> _DATA FOR ANALYSIS_:

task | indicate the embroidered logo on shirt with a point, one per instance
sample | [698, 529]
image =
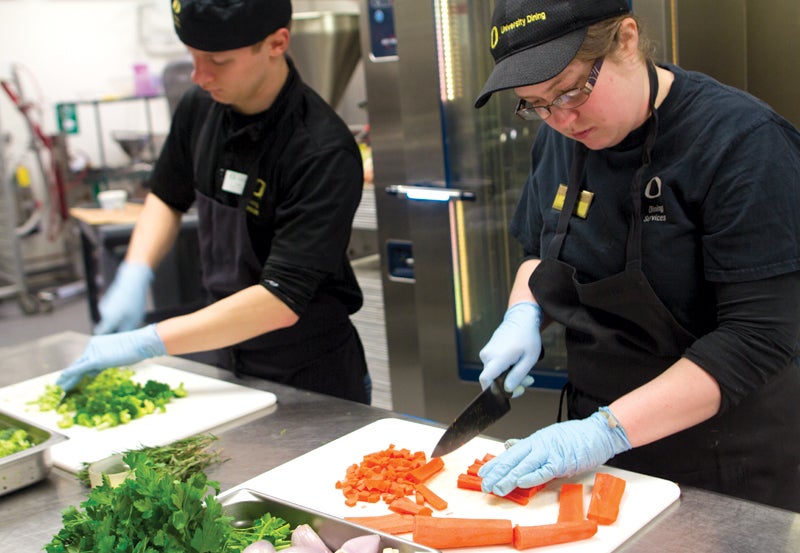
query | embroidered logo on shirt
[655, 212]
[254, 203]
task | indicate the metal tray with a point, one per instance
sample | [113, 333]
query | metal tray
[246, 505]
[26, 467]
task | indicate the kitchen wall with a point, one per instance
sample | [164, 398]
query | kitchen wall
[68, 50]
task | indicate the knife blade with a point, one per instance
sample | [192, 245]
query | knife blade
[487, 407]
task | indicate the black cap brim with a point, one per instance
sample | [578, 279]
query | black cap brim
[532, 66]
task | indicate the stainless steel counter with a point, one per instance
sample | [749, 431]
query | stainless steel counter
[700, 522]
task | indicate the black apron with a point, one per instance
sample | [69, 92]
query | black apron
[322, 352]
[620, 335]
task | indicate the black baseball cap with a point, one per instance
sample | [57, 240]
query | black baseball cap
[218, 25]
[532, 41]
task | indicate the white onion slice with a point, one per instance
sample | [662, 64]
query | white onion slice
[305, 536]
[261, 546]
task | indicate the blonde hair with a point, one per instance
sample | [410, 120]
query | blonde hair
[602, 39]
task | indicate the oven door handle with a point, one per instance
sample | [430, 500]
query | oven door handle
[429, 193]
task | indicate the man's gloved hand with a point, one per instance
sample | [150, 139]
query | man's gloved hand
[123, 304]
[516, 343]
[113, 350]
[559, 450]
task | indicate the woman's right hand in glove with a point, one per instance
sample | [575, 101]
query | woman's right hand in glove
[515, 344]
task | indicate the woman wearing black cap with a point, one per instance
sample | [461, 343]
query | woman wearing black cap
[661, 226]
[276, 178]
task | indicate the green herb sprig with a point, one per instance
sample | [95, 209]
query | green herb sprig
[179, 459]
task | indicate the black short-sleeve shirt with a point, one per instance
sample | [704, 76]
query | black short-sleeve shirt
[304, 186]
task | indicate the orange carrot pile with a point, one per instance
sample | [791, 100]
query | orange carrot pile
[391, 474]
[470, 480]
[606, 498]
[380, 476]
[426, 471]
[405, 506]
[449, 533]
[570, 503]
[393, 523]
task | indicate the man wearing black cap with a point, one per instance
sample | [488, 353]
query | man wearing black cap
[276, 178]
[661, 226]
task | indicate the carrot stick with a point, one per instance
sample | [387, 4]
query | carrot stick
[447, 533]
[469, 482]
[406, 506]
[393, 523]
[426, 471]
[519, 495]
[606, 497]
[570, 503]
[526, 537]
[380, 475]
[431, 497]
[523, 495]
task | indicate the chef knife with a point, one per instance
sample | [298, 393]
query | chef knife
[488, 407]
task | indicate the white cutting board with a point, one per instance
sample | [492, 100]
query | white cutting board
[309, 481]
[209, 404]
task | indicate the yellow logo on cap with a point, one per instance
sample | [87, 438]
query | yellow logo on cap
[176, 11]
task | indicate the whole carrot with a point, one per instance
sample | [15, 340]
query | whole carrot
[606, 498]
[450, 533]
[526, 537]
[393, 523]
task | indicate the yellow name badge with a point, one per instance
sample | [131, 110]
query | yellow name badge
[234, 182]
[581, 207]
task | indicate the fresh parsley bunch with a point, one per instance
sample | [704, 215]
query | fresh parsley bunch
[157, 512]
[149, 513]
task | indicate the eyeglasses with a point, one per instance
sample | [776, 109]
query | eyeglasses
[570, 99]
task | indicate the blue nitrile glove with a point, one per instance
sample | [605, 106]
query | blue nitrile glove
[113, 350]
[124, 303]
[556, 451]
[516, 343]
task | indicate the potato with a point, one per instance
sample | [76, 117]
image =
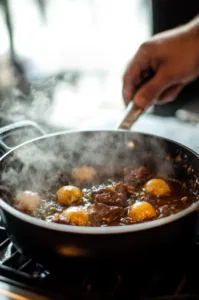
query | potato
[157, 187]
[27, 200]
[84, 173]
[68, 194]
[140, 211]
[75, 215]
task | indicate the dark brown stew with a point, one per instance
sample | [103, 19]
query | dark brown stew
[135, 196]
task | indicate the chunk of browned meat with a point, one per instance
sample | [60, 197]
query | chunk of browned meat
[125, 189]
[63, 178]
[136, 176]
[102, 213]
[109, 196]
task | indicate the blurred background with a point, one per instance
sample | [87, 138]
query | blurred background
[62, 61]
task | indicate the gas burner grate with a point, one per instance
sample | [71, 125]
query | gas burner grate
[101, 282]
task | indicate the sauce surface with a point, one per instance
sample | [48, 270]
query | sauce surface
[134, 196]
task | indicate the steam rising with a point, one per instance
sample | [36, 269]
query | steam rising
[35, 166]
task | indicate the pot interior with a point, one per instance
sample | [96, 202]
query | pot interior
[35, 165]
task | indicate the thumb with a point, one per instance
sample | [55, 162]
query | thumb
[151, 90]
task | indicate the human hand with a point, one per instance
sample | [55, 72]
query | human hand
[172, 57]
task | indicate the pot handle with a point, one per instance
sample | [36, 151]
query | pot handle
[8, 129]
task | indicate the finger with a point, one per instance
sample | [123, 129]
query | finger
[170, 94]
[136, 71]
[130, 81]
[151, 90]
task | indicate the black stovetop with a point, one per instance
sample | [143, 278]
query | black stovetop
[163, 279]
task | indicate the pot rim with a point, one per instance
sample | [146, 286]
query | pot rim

==

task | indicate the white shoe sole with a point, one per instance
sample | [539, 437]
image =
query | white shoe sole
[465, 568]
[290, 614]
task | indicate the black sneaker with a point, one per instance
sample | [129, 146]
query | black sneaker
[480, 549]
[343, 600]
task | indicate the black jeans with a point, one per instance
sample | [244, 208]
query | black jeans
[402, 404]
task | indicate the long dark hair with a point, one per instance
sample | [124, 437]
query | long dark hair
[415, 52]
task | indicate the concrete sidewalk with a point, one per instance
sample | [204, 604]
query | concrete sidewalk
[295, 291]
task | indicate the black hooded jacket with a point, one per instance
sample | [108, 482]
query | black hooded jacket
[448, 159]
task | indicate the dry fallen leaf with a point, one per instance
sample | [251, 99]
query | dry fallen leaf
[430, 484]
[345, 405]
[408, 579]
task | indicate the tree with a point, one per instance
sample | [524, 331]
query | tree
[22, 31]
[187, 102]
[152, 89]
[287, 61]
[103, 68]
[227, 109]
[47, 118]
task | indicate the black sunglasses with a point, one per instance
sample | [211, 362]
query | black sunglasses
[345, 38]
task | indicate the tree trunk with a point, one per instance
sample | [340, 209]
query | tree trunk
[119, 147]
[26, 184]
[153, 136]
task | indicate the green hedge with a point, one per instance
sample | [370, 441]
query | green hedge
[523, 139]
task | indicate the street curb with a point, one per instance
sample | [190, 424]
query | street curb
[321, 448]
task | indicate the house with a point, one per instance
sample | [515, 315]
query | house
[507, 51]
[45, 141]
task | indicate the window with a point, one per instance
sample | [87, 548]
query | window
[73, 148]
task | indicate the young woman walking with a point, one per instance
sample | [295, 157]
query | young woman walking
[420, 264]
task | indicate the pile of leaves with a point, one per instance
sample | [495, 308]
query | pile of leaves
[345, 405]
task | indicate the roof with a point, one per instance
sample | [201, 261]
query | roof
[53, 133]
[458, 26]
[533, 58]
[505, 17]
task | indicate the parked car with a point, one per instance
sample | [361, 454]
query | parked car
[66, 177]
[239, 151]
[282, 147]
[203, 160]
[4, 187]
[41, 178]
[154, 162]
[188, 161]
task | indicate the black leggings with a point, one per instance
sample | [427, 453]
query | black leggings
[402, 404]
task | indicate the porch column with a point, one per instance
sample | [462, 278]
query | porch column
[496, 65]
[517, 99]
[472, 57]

> _PROBLEM DETAILS_: Using the data above, reproduce exactly the lines from the line that contains "query | black baseball cap" through the line that contains "sample | [704, 76]", including both.

> _ANSWER TO THIS PROBLEM_:
query | black baseball cap
[218, 25]
[532, 41]
task | indicate the white onion slice with a point, one per instance
sample | [662, 64]
query | white onion slice
[305, 536]
[261, 546]
task | indicate the blonde hair with a point, one per instance
sample | [410, 120]
query | blonde hair
[602, 39]
task | indicate the oven door handle with a point, one per instance
sample | [430, 500]
query | oven door handle
[429, 193]
task | indicate the man's gloved hand with a point, one per instance
sample | [150, 139]
query | man's gloved hand
[123, 304]
[516, 343]
[113, 350]
[559, 450]
task | indicate the woman's right hand in glove with a point, one per instance
sample | [575, 101]
query | woman's right hand in glove
[515, 344]
task | indicate the woman wearing black cap with a point, one per instance
sample | [461, 343]
query | woman wearing black cap
[661, 226]
[276, 178]
task | indicate the green herb sprig with a point, one per instance
sample | [95, 209]
query | green herb sprig
[179, 459]
task | indicate the black short-sleeve shirt with a point, one per instance
sample | [704, 76]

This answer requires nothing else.